**EXTRACT PROVIDED:**
+---+

From online to the bricks and mortar of Main Street . . .
Kirsten Connor left New York for Woodstock VT and started making natural soaps more than 15 years ago. Then balms, and scrubs, and lotions. She set up her own retail shop--Thistle Bath and Body--and grew her dream to encompass wholesale distribution, placing her products in stores and food co-ops throughout New England, including the holy grail of marketing and sales, Whole Foods. She met and married Vermonter (born and raised in Chelsea and Tunbridge) Darren McCullough. If her product had been baby food, her story would read like the plot of the 1987 movie, Baby Boom, starring Diane Keaton, a film that reinforced the notion that Vermont is indeed the place to live the very good life.
Four years ago, Connor hit the reset button, pulled her products from Whole Foods, and began to rethink her business. While she had already been using natural ingredients, she was determined to make her products even more human- and environmentally-friendly. She consulted an herbalist, researched on her own, and reformulated everything in her product line. Her customers, who at this point were purchasing her products through her online site, wanted more. In response to their demands, Connor added shampoos and hair products.

+---+

**DATA:**
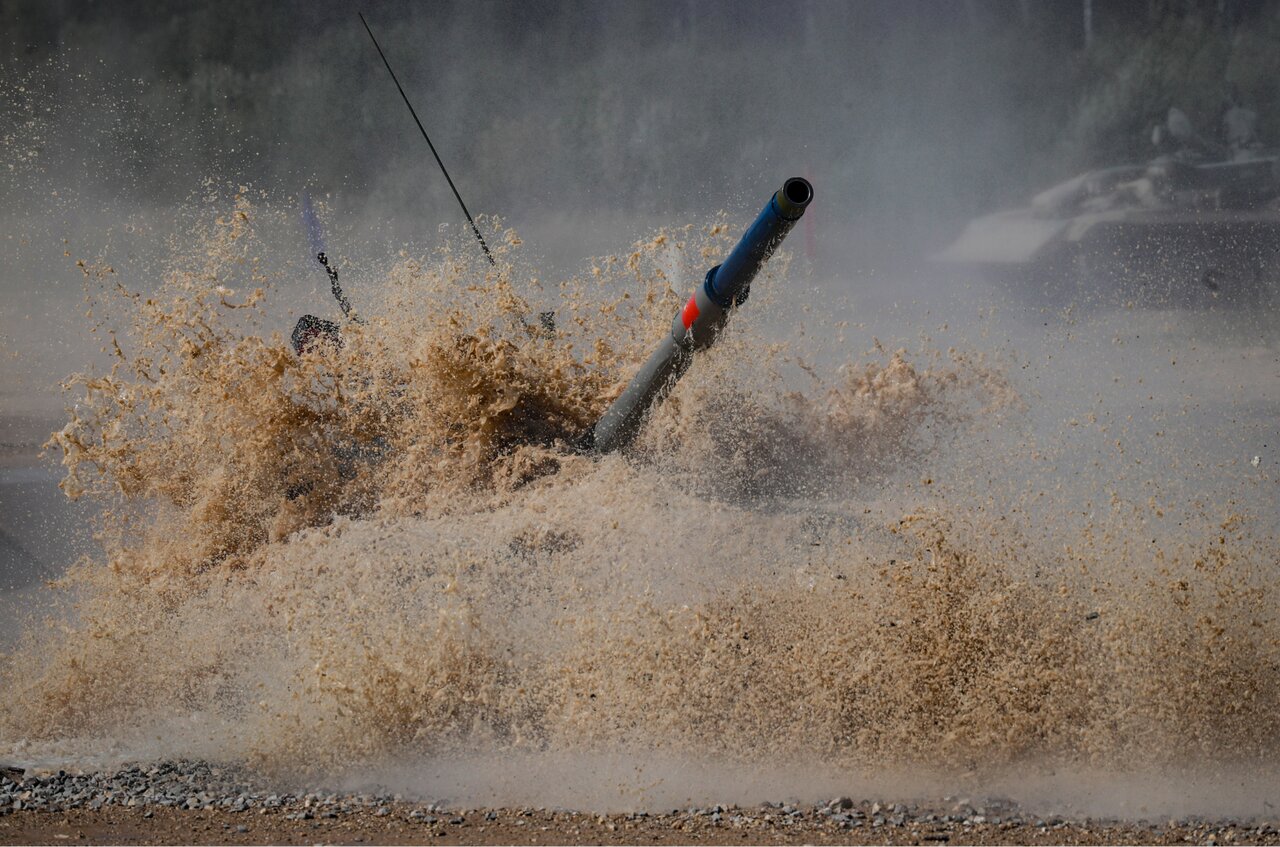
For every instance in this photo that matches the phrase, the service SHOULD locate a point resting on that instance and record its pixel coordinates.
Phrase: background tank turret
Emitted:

+---+

**THE EXERCISE:** Rewrite the piece on Kirsten Connor's soap business from "From online to" to "very good life.", with "natural soaps" replaced by "handmade soaps". The data is separate material with no connection to the text.

**TASK RESPONSE:**
From online to the bricks and mortar of Main Street . . .
Kirsten Connor left New York for Woodstock VT and started making handmade soaps more than 15 years ago. Then balms, and scrubs, and lotions. She set up her own retail shop--Thistle Bath and Body--and grew her dream to encompass wholesale distribution, placing her products in stores and food co-ops throughout New England, including the holy grail of marketing and sales, Whole Foods. She met and married Vermonter (born and raised in Chelsea and Tunbridge) Darren McCullough. If her product had been baby food, her story would read like the plot of the 1987 movie, Baby Boom, starring Diane Keaton, a film that reinforced the notion that Vermont is indeed the place to live the very good life.